Records from a data collection:
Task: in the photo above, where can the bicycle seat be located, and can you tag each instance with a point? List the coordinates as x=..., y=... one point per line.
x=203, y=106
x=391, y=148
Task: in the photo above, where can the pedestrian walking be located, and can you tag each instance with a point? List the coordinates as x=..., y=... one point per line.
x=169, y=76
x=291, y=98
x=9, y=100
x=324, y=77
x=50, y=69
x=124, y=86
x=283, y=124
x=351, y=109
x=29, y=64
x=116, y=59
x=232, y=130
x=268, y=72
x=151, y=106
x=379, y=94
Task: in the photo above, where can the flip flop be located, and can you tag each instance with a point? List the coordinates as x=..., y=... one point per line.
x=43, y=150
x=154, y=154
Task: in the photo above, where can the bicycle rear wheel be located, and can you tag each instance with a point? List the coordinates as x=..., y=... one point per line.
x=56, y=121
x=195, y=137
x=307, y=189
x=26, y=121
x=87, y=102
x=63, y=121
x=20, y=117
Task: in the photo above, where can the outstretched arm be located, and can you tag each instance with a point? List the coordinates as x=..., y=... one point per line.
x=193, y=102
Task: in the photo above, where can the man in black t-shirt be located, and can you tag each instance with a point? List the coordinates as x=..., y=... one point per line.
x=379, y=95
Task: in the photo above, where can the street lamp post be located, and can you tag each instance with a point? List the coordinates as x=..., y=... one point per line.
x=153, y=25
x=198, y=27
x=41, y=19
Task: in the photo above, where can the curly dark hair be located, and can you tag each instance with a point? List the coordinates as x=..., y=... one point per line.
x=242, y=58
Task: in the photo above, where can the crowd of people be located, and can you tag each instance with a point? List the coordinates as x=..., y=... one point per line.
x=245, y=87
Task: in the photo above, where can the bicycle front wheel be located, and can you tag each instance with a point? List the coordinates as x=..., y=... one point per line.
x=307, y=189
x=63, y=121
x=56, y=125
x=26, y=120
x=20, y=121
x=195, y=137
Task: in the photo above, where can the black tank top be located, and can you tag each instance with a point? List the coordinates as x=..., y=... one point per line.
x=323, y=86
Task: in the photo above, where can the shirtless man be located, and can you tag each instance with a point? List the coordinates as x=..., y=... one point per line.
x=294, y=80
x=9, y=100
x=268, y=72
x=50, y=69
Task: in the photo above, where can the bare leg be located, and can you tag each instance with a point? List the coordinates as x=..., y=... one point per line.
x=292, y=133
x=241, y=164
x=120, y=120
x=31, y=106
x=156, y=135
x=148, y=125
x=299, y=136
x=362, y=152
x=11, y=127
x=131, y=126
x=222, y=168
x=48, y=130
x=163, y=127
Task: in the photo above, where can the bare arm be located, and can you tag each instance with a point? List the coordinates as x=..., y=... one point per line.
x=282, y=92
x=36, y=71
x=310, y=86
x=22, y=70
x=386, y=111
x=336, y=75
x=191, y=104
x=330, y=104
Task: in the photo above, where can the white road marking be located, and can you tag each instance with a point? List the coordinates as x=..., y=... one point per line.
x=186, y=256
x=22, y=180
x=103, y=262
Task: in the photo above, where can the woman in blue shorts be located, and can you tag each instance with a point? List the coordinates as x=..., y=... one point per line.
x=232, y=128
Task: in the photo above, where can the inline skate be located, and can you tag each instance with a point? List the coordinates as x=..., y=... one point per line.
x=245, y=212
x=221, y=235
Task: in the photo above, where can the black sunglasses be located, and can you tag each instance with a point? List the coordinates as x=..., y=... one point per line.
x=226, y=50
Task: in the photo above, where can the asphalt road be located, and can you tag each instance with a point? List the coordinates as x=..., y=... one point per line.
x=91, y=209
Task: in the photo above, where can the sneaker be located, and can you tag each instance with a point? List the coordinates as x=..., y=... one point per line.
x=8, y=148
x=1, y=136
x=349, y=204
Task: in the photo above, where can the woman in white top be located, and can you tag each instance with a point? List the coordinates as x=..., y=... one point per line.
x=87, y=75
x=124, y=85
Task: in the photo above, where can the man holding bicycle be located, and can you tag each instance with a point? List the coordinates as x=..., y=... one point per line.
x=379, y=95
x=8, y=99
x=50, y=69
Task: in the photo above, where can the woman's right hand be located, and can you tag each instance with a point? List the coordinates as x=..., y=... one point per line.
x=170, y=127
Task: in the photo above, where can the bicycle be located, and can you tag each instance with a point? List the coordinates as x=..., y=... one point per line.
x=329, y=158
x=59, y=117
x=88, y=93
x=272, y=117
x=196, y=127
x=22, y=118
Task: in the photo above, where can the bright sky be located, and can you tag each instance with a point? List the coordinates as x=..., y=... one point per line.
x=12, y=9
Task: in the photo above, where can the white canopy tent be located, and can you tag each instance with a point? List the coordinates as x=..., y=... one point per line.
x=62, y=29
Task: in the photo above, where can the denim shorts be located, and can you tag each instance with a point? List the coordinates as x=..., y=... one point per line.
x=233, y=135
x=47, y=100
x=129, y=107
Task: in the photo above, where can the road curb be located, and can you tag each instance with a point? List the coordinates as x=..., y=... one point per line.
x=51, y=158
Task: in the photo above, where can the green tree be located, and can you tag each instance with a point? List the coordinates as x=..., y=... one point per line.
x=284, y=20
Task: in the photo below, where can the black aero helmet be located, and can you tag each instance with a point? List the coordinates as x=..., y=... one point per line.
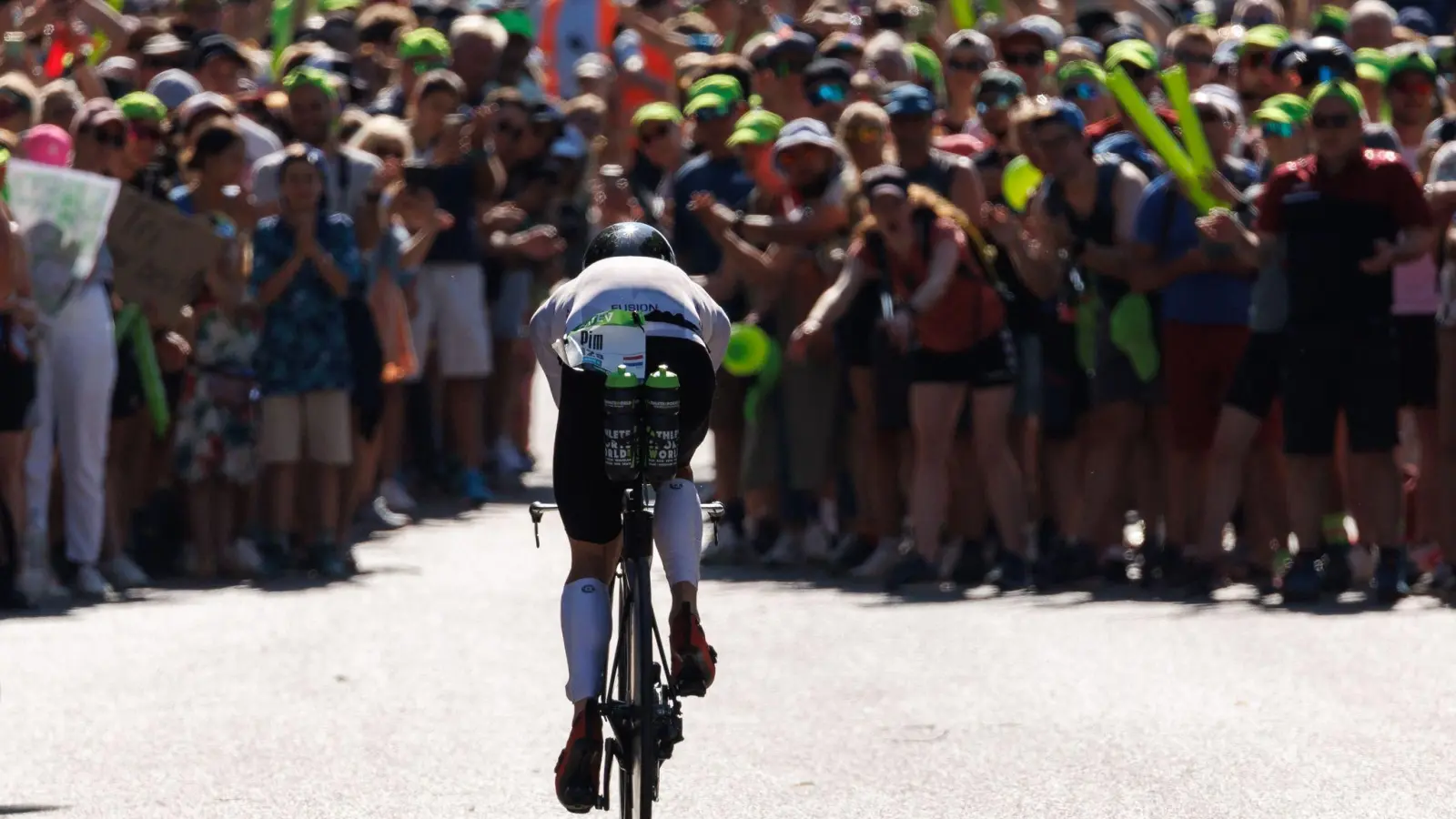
x=628, y=239
x=1327, y=58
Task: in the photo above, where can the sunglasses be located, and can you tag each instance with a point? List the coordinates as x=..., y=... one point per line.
x=786, y=67
x=648, y=136
x=864, y=135
x=1281, y=130
x=111, y=137
x=713, y=114
x=1193, y=58
x=830, y=92
x=997, y=104
x=973, y=66
x=1329, y=123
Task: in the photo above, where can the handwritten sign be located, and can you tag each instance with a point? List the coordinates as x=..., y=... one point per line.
x=160, y=254
x=63, y=217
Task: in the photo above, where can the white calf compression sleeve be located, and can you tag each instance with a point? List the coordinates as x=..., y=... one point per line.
x=586, y=629
x=677, y=526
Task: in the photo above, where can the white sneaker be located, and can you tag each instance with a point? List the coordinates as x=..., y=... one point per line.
x=397, y=497
x=880, y=562
x=91, y=583
x=727, y=548
x=788, y=550
x=38, y=584
x=245, y=551
x=819, y=544
x=126, y=574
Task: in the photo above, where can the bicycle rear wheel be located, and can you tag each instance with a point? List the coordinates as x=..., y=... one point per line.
x=640, y=775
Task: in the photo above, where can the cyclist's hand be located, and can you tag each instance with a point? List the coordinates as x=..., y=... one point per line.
x=800, y=341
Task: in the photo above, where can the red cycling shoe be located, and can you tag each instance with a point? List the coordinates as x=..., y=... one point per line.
x=695, y=662
x=579, y=768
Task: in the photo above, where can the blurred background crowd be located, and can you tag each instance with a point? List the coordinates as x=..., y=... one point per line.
x=989, y=329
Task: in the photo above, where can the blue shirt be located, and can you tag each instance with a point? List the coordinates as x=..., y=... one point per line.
x=303, y=346
x=698, y=251
x=1200, y=298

__Problem__
Could you output all the entries above exactly as written, leaving out the pictures?

__Exercise solution__
Task: in the photo above, where can the bicycle seat be located, and can you tag each instance with a point? List the coordinates as x=..., y=... one point per line.
x=203, y=106
x=391, y=148
Task: in the photo above, where can the pedestrian walking be located, and can you tag each instance with a point? List the coordinates as x=..., y=... one point per line.
x=169, y=76
x=291, y=98
x=9, y=100
x=324, y=77
x=50, y=69
x=124, y=86
x=283, y=124
x=351, y=109
x=29, y=64
x=116, y=59
x=232, y=130
x=268, y=72
x=151, y=106
x=379, y=94
Task: in the photo above, where can the flip flop be located, and can you tag each instance with a point? List the coordinates as x=..., y=... one point per line.
x=43, y=150
x=154, y=154
Task: in the photo above, where can the bicycle rear wheel be located, and can you tag each instance with a point? List the coordinates as x=..., y=... one point per line.
x=56, y=121
x=195, y=137
x=307, y=189
x=26, y=121
x=87, y=102
x=63, y=121
x=20, y=117
Task: in the photo above, where can the outstretched arm be located, and can you tag each instance with a point? List the coordinates as x=..., y=... one point per line.
x=193, y=102
Task: in the photo above, where can the man in black t-shirt be located, and can you tag each instance with a point? List the coordinates as x=..., y=... one point per line.
x=379, y=95
Task: in the photo above, where can the street lamp post be located, and can you tag each instance with a point? List the coordinates as x=..., y=... one point per line.
x=153, y=25
x=198, y=27
x=41, y=19
Task: in the photo above, where can the curly dark hair be located, and can you tag each instance with a point? List the coordinates as x=..., y=... one point per line.
x=242, y=58
Task: in the photo above, where can the crowd of people be located, and can you tag each instance with a point? List the coordinates as x=..., y=... one point per line.
x=245, y=87
Task: in the photo above, where can the bicycle front wheel be located, and can you tag each instance with a point? List the coordinates as x=..., y=... one point per line.
x=307, y=189
x=63, y=121
x=56, y=125
x=26, y=120
x=20, y=121
x=195, y=137
Task: in the photo above, where can the black tank top be located, and can you tag each instance with a point? List the coordinates as x=..., y=... one point per line.
x=323, y=86
Task: in the photo above, where can the shirtless man be located, and can you tag each instance with a point? List the coordinates as x=..., y=... one point per line.
x=294, y=80
x=9, y=100
x=268, y=72
x=50, y=69
Task: in the photo above, where can the bare leg be located, and can you tag each instance with a point? List the coordinates as x=..., y=... one point per line.
x=292, y=133
x=241, y=164
x=120, y=120
x=31, y=106
x=156, y=135
x=148, y=125
x=299, y=136
x=362, y=152
x=11, y=127
x=131, y=126
x=222, y=168
x=48, y=130
x=163, y=127
Task: in the photo above, where can the bare arm be located, and can you tag each instance with a point? List the coordinates as x=..., y=... one point per line.
x=282, y=92
x=36, y=71
x=310, y=86
x=22, y=70
x=386, y=111
x=336, y=75
x=191, y=104
x=330, y=104
Task: in the photo above, where can the white road marking be located, and can you tag each instance with a point? List the coordinates as x=..., y=... one point per line.
x=186, y=256
x=22, y=180
x=103, y=262
Task: in the photo above, where can the woman in blue shorts be located, and can you tag each instance with a point? List the coordinates as x=..., y=... one point per line.
x=232, y=128
Task: in the photo above, where can the inline skate be located, and can you tag each instance with a point? List the coordinates as x=..., y=... one point per line.
x=245, y=212
x=221, y=235
Task: in the photo above, where can the black sunglasses be located, and can you tag each instance with a point? List the coordinates as x=..., y=... one point per line.
x=226, y=50
Task: in the photo above, where can the asphalt road be located, and can you tag each instance with a point? List the coordinates as x=..., y=... one point per line.
x=91, y=209
Task: in the photo above, where can the sneaker be located, and can you tag each instance with a point? List the coordinates as x=..., y=... one point per line.
x=8, y=148
x=1, y=136
x=349, y=204
Task: in the photo above, where can the woman in white top be located, and can you tag each instance with a point? List the coordinates as x=..., y=... one point per line.
x=87, y=75
x=124, y=85
Task: in the photo above, where can the man holding bicycle be located, and can you tag each instance with a point? List the coordinates as x=..., y=... one point per line.
x=379, y=95
x=8, y=99
x=50, y=69
Task: in the photo above, where can the woman's right hand be located, and can you tag each instance with a point? List the coordinates as x=..., y=... one point per line.
x=170, y=127
Task: in the photo above, where can the bicycle be located, and can you tag each instance with a point? List the coordinates as x=..., y=... one point per line.
x=329, y=158
x=59, y=117
x=88, y=93
x=272, y=117
x=196, y=127
x=22, y=118
Task: in the photo above, where can the bright sky be located, and can you tag each instance with a point? List the coordinates as x=..., y=... one point per line.
x=12, y=9
Task: in the photo above, where can the white canopy tent be located, and can you tag each instance with a point? List the coordinates as x=..., y=... one point per line.
x=62, y=29
Task: in the photo above, where can the denim shorts be located, and can you tag each instance with a point? List the coordinates as x=..., y=... one point per line.
x=233, y=135
x=47, y=100
x=129, y=107
Task: in the photo above, where can the road curb be located, and can you tag each instance with a point? List the coordinates as x=..., y=... one point per line.
x=51, y=158
Task: in the photo above, where can the green tree be located, and can you tag each instance with a point? List the coordinates as x=..., y=... one point per line.
x=284, y=20
Task: in the photo below, where can the black aero helmet be located, and can you tag each instance with a point? List the coordinates as x=..., y=... one point per line.
x=628, y=239
x=1327, y=58
Task: in the photo above, where can the sunglasses be located, and can you tag each instance with a point? List the coordinates as x=..., y=... one point per line.
x=786, y=67
x=648, y=136
x=864, y=135
x=1281, y=130
x=111, y=137
x=713, y=114
x=1193, y=58
x=830, y=92
x=997, y=104
x=973, y=66
x=1329, y=123
Task: in the photo above, where can the handwritten sign be located, and can you tag each instance with a point? List the coordinates as x=..., y=... one point per line.
x=160, y=254
x=63, y=217
Task: in the photo above, where can the white calf compression sleeve be located, and can you tag each instance with a point? List the coordinates as x=..., y=... one point per line.
x=586, y=629
x=677, y=526
Task: in the photo above, where can the white sneaker be located, and can you tag each instance with a point? List the coordinates as x=..., y=... one point per line.
x=397, y=497
x=880, y=562
x=91, y=583
x=727, y=548
x=788, y=550
x=38, y=584
x=245, y=551
x=819, y=544
x=126, y=574
Task: in the photo above, where can the bicycle rear wheel be located, and can you tag each instance with a point? List the coordinates as x=..., y=... one point per line.
x=640, y=775
Task: in the photo above, where can the cyclist's hand be located, and can you tag each instance with a point? List the coordinates as x=..., y=... one point per line.
x=800, y=341
Task: in the photo above, where can the red cycling shoe be located, and can you tag each instance with a point? List the coordinates as x=..., y=... one point per line.
x=695, y=662
x=579, y=768
Task: in the photo above, where can the blurred background crowd be located, and can you tag each instance with a point? List the coordinates as x=..., y=... one point per line.
x=989, y=329
Task: in the photo above, where can the blue shirt be located, and can you tag each instance with a point? List the coordinates as x=..., y=... one point per line.
x=303, y=346
x=698, y=251
x=1200, y=298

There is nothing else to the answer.